• **Source text**
=======

Armed with this new cash, Ryan, Maybank, Wilson, and the team set out to hire and venture into new verticals. "We always knew we would expand into other verticals and designed the website initially with men in mind thinking that we would attract them at some point," explains Maybank. But it happened a lot sooner than Gilt thought and by March 2008, a little over four months after launch, the site's email list was already 25 percent male.
Within months, the site started to expand to kids clothing and products, as well as home goods. Maybank and Wilson say that they would always test products out before launching a full-fledged vertical, and were surprised that as they continued to test out men's clothing, kids items, and home goods, the response was overwhelming.
In the first full year of operations, Gilt had projected $5.5 million in revenue, but ended up posting $38 million, thanks to the site's rapid expansion.
Part of this expansion meant bringing on new, experienced e-commerce and branding leadership. In the fall of 2008, Susan Lyne, previously the CEO of Martha Stewart Living Omnimedia and a former exec at ABC, joined as CEO, replacing Maybank as CEO. Conversations between Lyne and Ryan started taking place during the summer of 2008 when Lyne had left the media business but she wasn't looking actively for a new job.
She tried Gilt for the first time, and started buying immediately she was hooked. At one of the many lunches Ryan and Lyne shared when talking about the possibility of Lyne joining as CEO, he said "We'll know within a year whether this will be game-changing. Will you give a year of your life to this?" Lyne saw how much she was buying as a user after joining the site only weeks earlier and realized Gilt had tremendous potential.
She says she saw the value in what Gilt was trying to do what she calls the "second wave of e-commerce." "This is experiential shopping that took place offline, but had not been replicated online until Gilt," Lyne explains.
Since the day she started working at Gilt, Lyne says there hasn't been a moment where she has doubted the model. She adds to Ryan's belief in verticals, saying that when the company started investing in verticals, this was a key turning point for Gilt as a business.
Travel And Gilt City
Toward the end of 2008, Ryan started thinking about the opportunity to extend Gilt's model into travel, with an emphasis on luxury hotels and experiences. He saw that there were a number of luxury brands in travel, including the Ritz-Carlton, Starwood and others, but no one had been able to monetize excess inventory from hotels. It needed a home with the right brand that didn't distort the hotel chain's brand.
"People thought I was crazy because no one had ever sold travel on the same site as clothing," he explains. So he decided to start Jetsetter as a standalone brand, with a different stock option pool, brand name, etc. Jetsetter launched in 2009 led by Drew Patterson, the former Vice President of Marketing at Kayak.
Travel is a different beast, and Ryan started to see the challenges of managing a travel business. Margins are lower, cash flow dynamics are different, and dealing with hotels is a whole business in and of itself. He says that revenue has been steadily growing over the past few years, and the site now pulls in $70 million to $80 million per year in gross bookings. Today, Jetsetter is more than 30 percent of Gilt's total business.

=======

• **Data excerpts**
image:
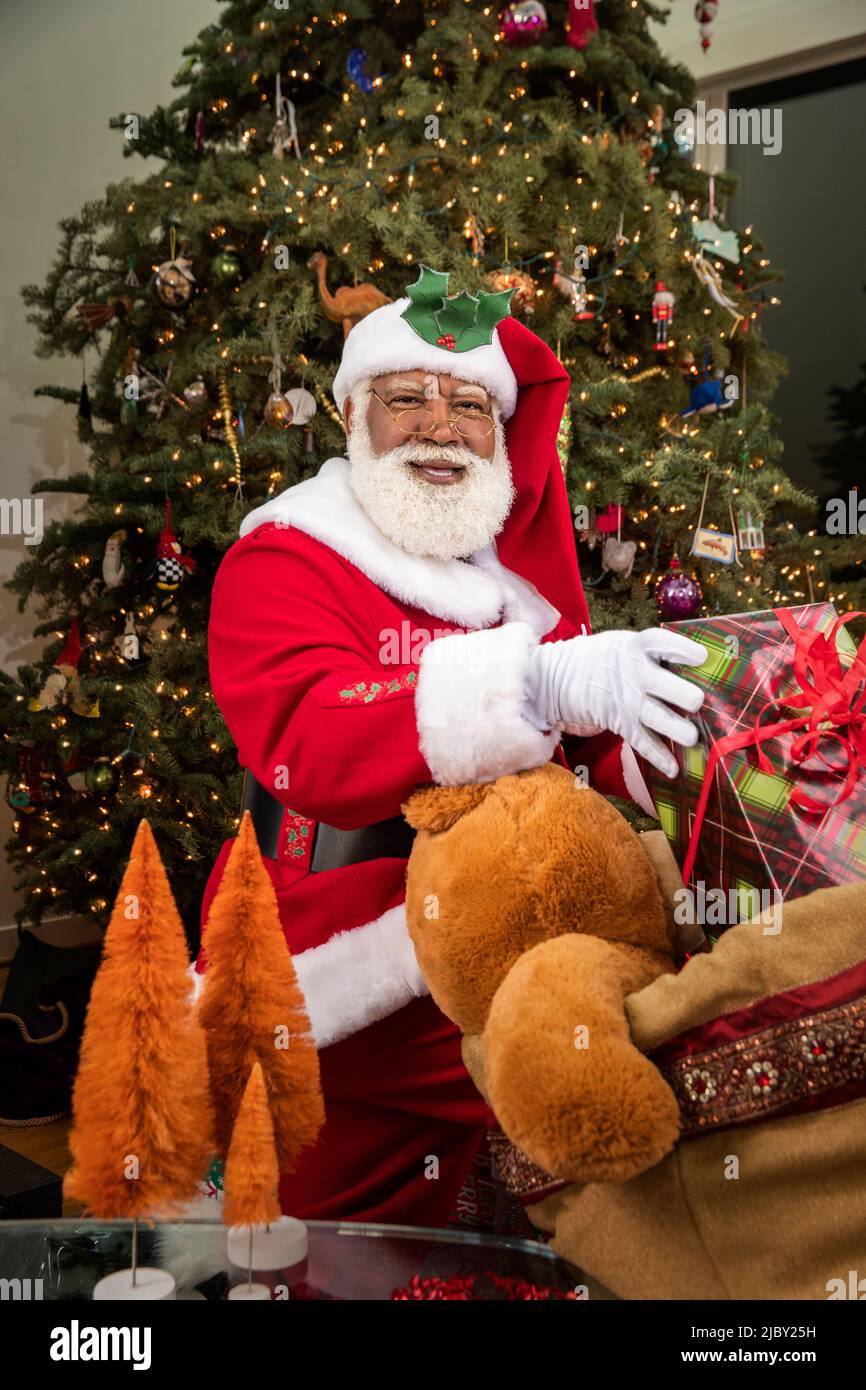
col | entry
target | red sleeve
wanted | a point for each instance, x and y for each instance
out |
(292, 652)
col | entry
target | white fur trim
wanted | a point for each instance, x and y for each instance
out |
(471, 706)
(474, 592)
(637, 787)
(385, 342)
(359, 976)
(196, 983)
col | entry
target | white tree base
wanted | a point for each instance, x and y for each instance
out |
(150, 1285)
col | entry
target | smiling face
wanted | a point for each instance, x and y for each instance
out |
(460, 414)
(428, 462)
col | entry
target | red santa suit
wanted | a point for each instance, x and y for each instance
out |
(323, 659)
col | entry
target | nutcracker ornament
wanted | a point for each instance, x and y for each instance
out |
(662, 316)
(171, 562)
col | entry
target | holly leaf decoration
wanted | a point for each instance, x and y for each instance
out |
(466, 319)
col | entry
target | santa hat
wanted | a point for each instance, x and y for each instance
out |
(531, 387)
(71, 652)
(433, 331)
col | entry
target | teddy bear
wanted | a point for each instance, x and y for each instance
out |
(630, 1093)
(534, 911)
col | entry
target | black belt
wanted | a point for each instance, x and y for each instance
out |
(332, 848)
(335, 848)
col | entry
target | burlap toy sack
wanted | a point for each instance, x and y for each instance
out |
(763, 1041)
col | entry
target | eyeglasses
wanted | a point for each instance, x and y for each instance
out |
(466, 419)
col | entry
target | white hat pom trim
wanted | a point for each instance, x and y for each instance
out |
(385, 342)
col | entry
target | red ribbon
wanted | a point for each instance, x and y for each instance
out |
(834, 704)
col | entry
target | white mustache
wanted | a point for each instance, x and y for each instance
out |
(435, 453)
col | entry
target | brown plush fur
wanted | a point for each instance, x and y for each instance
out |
(534, 911)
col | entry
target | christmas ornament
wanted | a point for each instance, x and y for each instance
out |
(523, 287)
(100, 777)
(72, 770)
(355, 67)
(195, 395)
(127, 642)
(662, 314)
(285, 127)
(712, 545)
(581, 22)
(96, 316)
(705, 13)
(225, 266)
(170, 559)
(114, 570)
(617, 555)
(523, 24)
(277, 410)
(302, 403)
(677, 594)
(349, 303)
(85, 414)
(574, 288)
(24, 786)
(749, 533)
(173, 281)
(655, 146)
(711, 278)
(228, 420)
(715, 241)
(61, 684)
(473, 232)
(563, 437)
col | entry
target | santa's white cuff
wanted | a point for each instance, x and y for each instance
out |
(634, 781)
(359, 977)
(471, 706)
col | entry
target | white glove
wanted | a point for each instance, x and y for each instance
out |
(613, 680)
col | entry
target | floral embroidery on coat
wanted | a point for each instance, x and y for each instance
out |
(367, 691)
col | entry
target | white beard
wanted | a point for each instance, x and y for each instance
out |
(445, 521)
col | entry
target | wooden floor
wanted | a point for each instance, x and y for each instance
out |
(46, 1144)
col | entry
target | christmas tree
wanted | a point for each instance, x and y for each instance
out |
(309, 166)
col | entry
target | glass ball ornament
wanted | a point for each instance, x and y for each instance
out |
(523, 24)
(677, 594)
(225, 266)
(100, 777)
(278, 412)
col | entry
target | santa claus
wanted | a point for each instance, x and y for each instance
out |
(414, 613)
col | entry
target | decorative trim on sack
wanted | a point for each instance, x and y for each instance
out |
(369, 691)
(519, 1175)
(805, 1064)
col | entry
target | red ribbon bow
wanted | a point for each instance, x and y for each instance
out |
(834, 705)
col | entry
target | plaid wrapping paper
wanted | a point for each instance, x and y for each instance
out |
(754, 838)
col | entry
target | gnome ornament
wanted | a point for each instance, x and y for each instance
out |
(662, 316)
(171, 562)
(114, 570)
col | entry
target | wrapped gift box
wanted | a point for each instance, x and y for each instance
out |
(758, 836)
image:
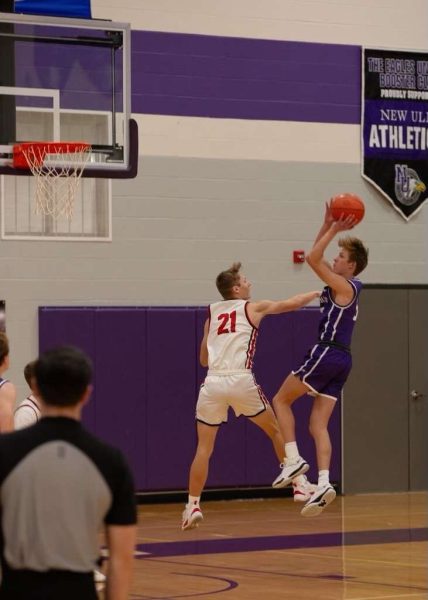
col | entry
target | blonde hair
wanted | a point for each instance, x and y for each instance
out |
(226, 280)
(357, 252)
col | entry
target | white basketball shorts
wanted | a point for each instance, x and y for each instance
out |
(220, 390)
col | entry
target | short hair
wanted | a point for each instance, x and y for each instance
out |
(357, 252)
(29, 372)
(227, 279)
(62, 375)
(4, 346)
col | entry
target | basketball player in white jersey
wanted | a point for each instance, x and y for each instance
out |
(7, 389)
(227, 349)
(28, 412)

=======

• **Problems to solve**
[1] From the text about Gilt, reproduce the part between "Since the day" and "hotel chain's brand.", inclusive.
[2] According to the text about Gilt, how much revenue did Gilt post in its first full year of operations?

• **Answers for the exercise**
[1]
Since the day she started working at Gilt, Lyne says there hasn't been a moment where she has doubted the model. She adds to Ryan's belief in verticals, saying that when the company started investing in verticals, this was a key turning point for Gilt as a business.
Travel And Gilt City
Toward the end of 2008, Ryan started thinking about the opportunity to extend Gilt's model into travel, with an emphasis on luxury hotels and experiences. He saw that there were a number of luxury brands in travel, including the Ritz-Carlton, Starwood and others, but no one had been able to monetize excess inventory from hotels. It needed a home with the right brand that didn't distort the hotel chain's brand.

[2] $38 million